What you need to do => Throughout the records below, find each line holding "pole" and copy it.

##### Data under study

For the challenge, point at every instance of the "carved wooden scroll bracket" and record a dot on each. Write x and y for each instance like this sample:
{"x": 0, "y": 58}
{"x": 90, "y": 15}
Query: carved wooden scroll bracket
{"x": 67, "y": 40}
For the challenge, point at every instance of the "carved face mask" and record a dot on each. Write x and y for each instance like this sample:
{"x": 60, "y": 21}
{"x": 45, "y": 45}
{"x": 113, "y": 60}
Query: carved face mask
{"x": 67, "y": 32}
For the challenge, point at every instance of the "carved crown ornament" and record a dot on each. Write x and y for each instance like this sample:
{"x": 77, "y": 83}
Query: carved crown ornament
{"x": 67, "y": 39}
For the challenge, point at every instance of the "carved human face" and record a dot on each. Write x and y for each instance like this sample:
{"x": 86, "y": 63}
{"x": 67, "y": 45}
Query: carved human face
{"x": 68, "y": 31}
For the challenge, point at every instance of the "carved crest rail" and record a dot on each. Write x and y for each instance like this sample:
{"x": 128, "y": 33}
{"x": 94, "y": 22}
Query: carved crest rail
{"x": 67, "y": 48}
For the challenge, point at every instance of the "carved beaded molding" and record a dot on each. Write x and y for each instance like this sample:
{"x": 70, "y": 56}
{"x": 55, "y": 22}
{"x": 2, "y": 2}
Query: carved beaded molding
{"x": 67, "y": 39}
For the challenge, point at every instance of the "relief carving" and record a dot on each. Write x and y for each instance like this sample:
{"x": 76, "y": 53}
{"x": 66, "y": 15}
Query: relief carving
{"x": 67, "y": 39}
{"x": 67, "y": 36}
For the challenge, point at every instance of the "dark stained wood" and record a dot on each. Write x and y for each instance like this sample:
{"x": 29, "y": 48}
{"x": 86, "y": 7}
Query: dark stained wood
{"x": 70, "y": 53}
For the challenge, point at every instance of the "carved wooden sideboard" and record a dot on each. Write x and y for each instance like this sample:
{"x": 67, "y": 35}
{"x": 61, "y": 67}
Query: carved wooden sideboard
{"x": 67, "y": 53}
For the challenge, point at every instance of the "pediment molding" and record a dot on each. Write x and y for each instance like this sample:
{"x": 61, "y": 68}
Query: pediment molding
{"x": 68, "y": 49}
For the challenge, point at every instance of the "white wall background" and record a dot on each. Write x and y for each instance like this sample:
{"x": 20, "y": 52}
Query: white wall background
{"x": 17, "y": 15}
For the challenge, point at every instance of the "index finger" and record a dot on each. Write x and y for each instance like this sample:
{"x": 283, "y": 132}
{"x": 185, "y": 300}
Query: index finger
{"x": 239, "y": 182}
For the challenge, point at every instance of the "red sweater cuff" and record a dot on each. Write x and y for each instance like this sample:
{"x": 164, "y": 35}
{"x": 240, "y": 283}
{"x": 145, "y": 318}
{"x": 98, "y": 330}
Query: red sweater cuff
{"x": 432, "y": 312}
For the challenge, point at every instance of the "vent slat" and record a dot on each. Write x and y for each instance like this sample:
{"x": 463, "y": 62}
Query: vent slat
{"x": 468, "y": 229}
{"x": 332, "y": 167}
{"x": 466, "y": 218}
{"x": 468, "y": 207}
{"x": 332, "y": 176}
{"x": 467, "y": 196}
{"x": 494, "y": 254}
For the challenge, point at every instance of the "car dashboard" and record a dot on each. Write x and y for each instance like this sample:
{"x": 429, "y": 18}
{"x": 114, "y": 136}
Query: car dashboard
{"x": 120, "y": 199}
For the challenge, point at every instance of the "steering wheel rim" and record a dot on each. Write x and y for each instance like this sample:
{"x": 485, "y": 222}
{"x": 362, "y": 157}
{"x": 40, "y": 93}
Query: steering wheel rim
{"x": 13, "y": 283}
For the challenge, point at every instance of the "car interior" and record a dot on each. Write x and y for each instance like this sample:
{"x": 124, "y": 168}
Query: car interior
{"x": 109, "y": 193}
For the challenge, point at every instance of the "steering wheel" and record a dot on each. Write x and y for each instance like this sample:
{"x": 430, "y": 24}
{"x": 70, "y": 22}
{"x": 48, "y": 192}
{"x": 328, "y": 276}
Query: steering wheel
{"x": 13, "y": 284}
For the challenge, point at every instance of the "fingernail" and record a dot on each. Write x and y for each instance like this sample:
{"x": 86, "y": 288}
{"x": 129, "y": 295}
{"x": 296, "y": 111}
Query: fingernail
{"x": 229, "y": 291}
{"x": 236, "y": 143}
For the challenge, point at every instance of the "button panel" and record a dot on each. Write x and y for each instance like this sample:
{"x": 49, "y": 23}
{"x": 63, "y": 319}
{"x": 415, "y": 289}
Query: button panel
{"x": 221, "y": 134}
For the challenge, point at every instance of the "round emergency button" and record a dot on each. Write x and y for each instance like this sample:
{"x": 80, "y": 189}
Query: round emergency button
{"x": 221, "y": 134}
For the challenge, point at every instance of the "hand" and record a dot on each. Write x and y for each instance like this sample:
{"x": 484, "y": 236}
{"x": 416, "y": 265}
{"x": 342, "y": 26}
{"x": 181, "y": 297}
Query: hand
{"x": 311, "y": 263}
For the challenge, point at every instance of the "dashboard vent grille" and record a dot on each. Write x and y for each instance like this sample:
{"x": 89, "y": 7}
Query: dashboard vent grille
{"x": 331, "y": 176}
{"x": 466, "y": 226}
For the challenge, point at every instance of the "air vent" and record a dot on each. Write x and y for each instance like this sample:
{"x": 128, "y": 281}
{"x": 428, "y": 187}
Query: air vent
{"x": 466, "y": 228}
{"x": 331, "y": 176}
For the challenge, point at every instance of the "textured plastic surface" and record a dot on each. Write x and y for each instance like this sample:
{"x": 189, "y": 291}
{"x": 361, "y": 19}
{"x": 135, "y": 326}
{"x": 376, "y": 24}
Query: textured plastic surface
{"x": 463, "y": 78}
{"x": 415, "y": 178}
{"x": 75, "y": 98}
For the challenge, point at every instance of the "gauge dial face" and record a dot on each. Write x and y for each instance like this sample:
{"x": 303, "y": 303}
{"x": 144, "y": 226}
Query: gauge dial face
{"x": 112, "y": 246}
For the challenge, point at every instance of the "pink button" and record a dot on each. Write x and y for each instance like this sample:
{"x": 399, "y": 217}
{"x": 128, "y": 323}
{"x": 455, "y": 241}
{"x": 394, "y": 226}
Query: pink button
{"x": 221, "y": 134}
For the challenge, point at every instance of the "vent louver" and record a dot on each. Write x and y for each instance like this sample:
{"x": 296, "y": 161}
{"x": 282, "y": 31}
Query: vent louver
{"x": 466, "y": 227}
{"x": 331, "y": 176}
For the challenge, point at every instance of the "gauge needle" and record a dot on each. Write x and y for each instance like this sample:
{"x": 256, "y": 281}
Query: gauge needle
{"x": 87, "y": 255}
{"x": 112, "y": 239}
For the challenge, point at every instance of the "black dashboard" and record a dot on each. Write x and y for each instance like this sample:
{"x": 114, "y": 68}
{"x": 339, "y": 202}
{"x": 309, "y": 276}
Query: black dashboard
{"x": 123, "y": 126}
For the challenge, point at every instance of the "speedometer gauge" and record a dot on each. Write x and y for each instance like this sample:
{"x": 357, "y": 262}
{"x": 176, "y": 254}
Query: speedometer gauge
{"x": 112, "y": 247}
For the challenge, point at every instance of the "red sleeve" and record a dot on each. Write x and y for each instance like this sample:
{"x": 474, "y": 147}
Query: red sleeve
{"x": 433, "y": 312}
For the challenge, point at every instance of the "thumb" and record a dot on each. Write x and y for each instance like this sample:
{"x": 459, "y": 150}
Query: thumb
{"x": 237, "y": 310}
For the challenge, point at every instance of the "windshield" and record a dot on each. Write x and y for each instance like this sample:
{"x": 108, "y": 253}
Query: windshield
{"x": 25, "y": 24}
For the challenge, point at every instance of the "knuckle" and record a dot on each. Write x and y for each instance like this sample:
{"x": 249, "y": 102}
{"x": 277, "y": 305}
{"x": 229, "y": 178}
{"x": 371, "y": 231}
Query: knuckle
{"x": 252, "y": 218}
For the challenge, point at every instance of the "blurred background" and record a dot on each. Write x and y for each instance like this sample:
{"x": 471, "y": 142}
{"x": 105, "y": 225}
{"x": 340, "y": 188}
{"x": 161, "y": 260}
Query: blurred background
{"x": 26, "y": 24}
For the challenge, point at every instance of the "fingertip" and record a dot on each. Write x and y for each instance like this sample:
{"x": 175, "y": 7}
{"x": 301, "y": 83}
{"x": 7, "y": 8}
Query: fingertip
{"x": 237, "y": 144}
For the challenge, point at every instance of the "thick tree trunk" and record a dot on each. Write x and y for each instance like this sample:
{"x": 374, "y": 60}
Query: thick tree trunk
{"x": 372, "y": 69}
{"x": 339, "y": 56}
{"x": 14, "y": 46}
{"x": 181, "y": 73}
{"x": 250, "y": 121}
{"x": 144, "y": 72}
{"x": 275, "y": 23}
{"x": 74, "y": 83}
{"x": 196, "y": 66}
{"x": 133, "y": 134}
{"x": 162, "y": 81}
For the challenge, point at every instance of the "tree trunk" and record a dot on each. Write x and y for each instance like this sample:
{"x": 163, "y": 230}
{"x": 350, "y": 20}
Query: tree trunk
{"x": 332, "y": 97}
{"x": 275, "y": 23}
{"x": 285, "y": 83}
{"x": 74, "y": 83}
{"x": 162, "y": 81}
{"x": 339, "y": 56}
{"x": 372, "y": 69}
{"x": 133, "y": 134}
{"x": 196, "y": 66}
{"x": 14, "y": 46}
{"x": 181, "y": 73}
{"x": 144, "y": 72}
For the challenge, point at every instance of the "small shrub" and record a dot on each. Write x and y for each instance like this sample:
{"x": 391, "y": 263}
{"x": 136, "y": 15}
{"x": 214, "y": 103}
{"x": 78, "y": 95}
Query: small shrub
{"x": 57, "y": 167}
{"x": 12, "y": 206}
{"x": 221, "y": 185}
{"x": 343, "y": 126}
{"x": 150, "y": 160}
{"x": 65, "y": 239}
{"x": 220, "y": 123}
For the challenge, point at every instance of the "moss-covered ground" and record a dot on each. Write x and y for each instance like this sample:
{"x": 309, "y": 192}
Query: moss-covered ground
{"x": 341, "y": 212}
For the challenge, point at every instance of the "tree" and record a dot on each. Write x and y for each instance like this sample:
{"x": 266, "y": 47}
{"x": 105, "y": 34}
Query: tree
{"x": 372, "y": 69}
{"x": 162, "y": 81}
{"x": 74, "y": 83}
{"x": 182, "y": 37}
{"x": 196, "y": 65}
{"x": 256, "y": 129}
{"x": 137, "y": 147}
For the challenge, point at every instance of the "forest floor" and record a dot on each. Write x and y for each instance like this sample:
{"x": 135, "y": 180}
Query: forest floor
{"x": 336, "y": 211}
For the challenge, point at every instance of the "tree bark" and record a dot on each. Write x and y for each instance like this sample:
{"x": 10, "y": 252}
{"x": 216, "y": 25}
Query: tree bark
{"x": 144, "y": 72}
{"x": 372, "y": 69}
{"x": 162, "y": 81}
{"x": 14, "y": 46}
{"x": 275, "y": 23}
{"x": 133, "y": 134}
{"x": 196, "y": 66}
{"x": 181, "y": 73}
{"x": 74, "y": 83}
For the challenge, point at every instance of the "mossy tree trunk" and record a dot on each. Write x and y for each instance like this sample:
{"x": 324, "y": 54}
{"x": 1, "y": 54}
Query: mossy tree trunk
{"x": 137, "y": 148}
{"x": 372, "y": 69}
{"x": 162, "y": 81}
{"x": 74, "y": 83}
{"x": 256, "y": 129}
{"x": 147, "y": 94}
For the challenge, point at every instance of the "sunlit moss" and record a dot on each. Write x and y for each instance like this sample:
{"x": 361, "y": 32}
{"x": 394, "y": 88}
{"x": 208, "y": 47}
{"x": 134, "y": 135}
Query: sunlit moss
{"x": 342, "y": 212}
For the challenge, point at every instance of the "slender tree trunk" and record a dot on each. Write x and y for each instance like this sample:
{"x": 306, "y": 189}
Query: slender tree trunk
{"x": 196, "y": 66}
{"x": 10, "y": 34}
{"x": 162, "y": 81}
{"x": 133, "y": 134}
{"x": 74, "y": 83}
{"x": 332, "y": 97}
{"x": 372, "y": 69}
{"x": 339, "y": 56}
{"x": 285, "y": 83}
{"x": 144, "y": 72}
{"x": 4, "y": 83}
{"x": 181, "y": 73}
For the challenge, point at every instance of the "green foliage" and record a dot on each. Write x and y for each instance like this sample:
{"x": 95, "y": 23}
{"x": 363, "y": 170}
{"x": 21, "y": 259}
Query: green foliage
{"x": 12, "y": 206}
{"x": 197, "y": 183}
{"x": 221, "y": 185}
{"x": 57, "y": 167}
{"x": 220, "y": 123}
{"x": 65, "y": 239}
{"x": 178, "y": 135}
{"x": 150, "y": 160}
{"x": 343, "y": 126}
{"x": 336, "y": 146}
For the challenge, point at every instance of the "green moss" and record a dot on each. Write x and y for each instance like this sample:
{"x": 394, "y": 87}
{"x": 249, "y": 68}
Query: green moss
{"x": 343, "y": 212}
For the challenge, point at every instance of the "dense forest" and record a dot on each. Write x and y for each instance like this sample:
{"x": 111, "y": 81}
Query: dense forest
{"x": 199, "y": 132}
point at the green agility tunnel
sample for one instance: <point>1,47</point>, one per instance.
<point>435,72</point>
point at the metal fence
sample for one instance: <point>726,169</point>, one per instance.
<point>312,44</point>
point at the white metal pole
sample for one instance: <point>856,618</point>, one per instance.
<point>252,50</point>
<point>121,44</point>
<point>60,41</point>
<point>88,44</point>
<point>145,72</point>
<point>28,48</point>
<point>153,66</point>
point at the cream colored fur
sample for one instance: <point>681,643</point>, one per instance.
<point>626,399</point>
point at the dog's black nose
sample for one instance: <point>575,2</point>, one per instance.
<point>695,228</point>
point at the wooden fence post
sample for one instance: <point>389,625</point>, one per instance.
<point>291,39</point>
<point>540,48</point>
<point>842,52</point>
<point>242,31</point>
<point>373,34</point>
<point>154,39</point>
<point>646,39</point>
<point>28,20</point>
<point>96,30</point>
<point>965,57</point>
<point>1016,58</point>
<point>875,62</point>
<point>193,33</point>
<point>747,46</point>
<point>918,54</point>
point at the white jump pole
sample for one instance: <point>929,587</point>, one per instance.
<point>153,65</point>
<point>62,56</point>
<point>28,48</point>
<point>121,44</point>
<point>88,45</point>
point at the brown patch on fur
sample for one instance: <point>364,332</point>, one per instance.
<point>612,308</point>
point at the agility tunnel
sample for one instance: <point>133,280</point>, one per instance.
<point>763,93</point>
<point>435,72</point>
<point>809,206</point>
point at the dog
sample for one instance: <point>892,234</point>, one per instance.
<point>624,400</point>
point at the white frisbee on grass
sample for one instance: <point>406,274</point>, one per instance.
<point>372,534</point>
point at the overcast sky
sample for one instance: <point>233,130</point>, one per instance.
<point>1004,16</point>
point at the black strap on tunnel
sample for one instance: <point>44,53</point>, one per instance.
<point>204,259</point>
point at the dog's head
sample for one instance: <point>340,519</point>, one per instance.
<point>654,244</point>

##########

Result for this task =>
point at the white metal pole
point at the white jump pole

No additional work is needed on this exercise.